# Quoted passage
— begin —

# BUTTER YOUR BISCUITS



## Sidecar (Dec 18, 2015)

Outta curiosity do someone here at WB turn butter molds , just wonder'n

Reactions: Way Cool 1


----------



## barry richardson (Dec 18, 2015)

Doubt if there is much demand for those lol. I would have to study on how they are designed, are there 2 molds in your pic, or 2 parts to 1 mold?

Reactions: Agree 1


----------



## gman2431 (Dec 18, 2015)

Is that a long legged beaver on the inside of the lid?

Reactions: Agree 1


----------



## barry richardson (Dec 18, 2015)

gman2431 said:


> Is that a long legged beaver on the inside of the lid?


I think it a northern furred armadillo

Reactions: Funny 5


----------



## CWS (Dec 18, 2015)

I could make one on the CNC but then we would have to get a cow to milk so we could try it out or maybe we could borrow a cow from the Amish.

Reactions: Funny 1 | Way Cool 1


----------



## Mike1950 (Dec 18, 2015)

CWS said:


> I could make one on the CNC but then we would have to get a cow to milk so we could try it out or maybe we could borrow a cow from the Amish.



Milk won't work but cream sure will.

Reactions: Like 1 | Agree 1


----------



## CWS (Dec 18, 2015)

Butter is in the cream, cream is in the milk, milk is in the cow.

Reactions: Like 1 | Agree 1 | Informative 1


----------



## Sidecar (Dec 18, 2015)

barry richardson said:


> Doubt if there is much demand for those lol. I would have to study on how they are designed, are there 2 molds in your pic, or 2 parts to 1 mold?


2 molds Barry......well what I was think'n and CWS ain't aware of is we could make butter molds with initials in em and sell to females that are get'n hitched ........they get crazy with the money on weddings.......

— end —

# Stored data
— begin —

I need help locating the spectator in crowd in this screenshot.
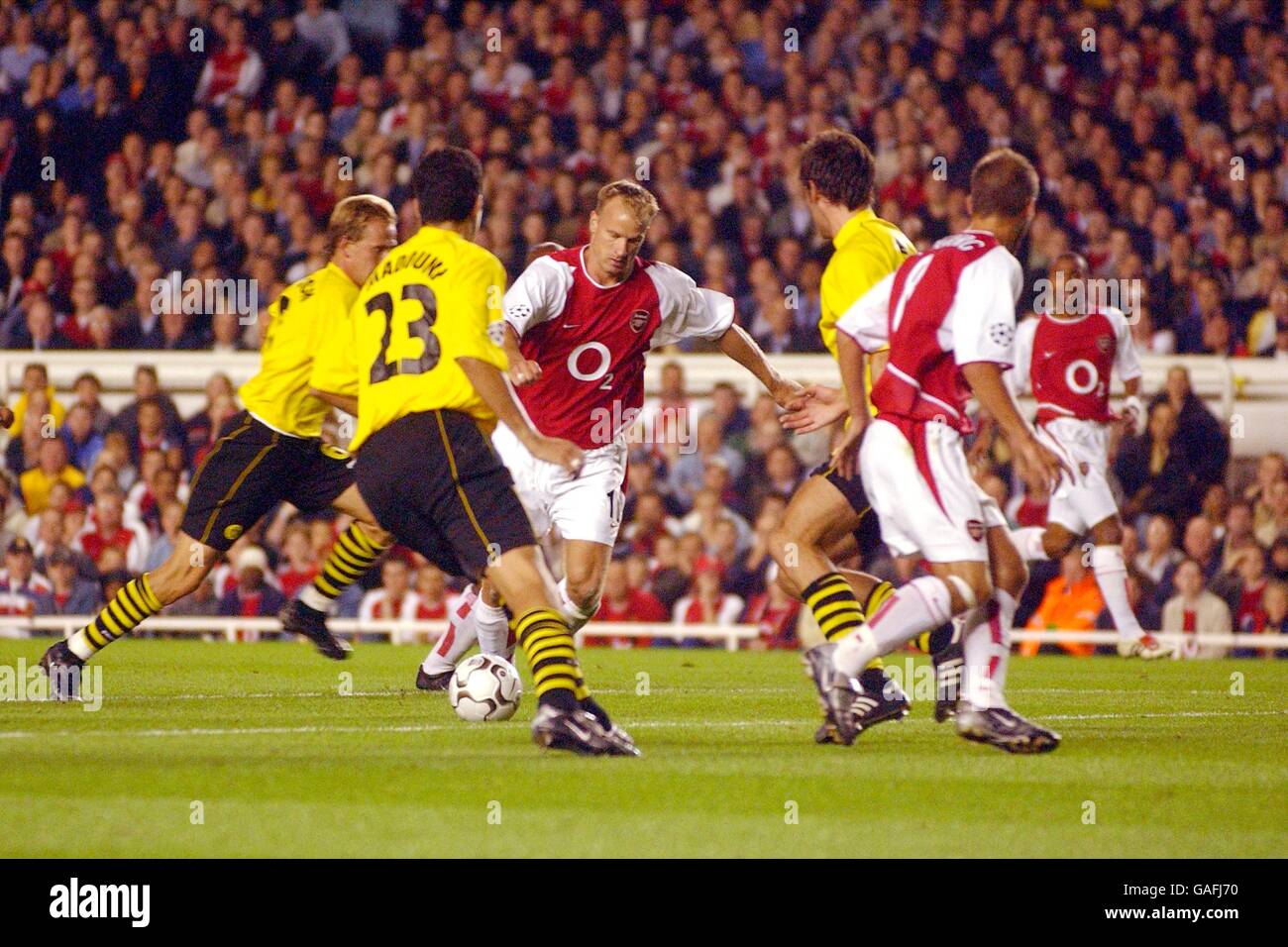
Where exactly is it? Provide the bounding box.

— end —

# Tasks to perform
A) In the butter mold thread, how many molds does Sidecar say were in the picture?
B) Extend the butter mold thread past its last post.
The material has no connection to the butter mold thread.

# Responses
A) Two molds.

B)
I was just goof'n around with em this morning while drinking some coffee and ponder'n what had to happen today and thought have not seen these here yet....see all kinda neat stuff just not these......

Reactions: Like 2


----------



## Sidecar (Dec 18, 2015)

CWS said:


> Butter is in the cream, cream is in the milk, milk is in the cow.


Got an idea Curt.......see above


----------



## Sidecar (Dec 18, 2015)

CWS said:


> I could make one on the CNC but then we would have to get a cow to milk so we could try it out or maybe we could borrow a cow from the Amish.


Hey good idea ! I know William wouldn't mind ......that's a good visit anyway


----------



## Sidecar (Dec 18, 2015)

CWS said:


> I could make one on the CNC but then we would have to get a cow to milk so we could try it out or maybe we could borrow a cow from the Amish.


I gotta idea !!!!!


----------



## Sidecar (Dec 18, 2015)

gman2431 said:


> Is that a long legged beaver on the inside of the lid?


Long legged ones tuff to find !!!

Reactions: Agree 2


----------



## Kevin (Dec 18, 2015)

CWS said:


> Butter is in the cream, cream is in the milk, milk is in the cow.



Cow is in a little box in the grocery store on the butter aisle.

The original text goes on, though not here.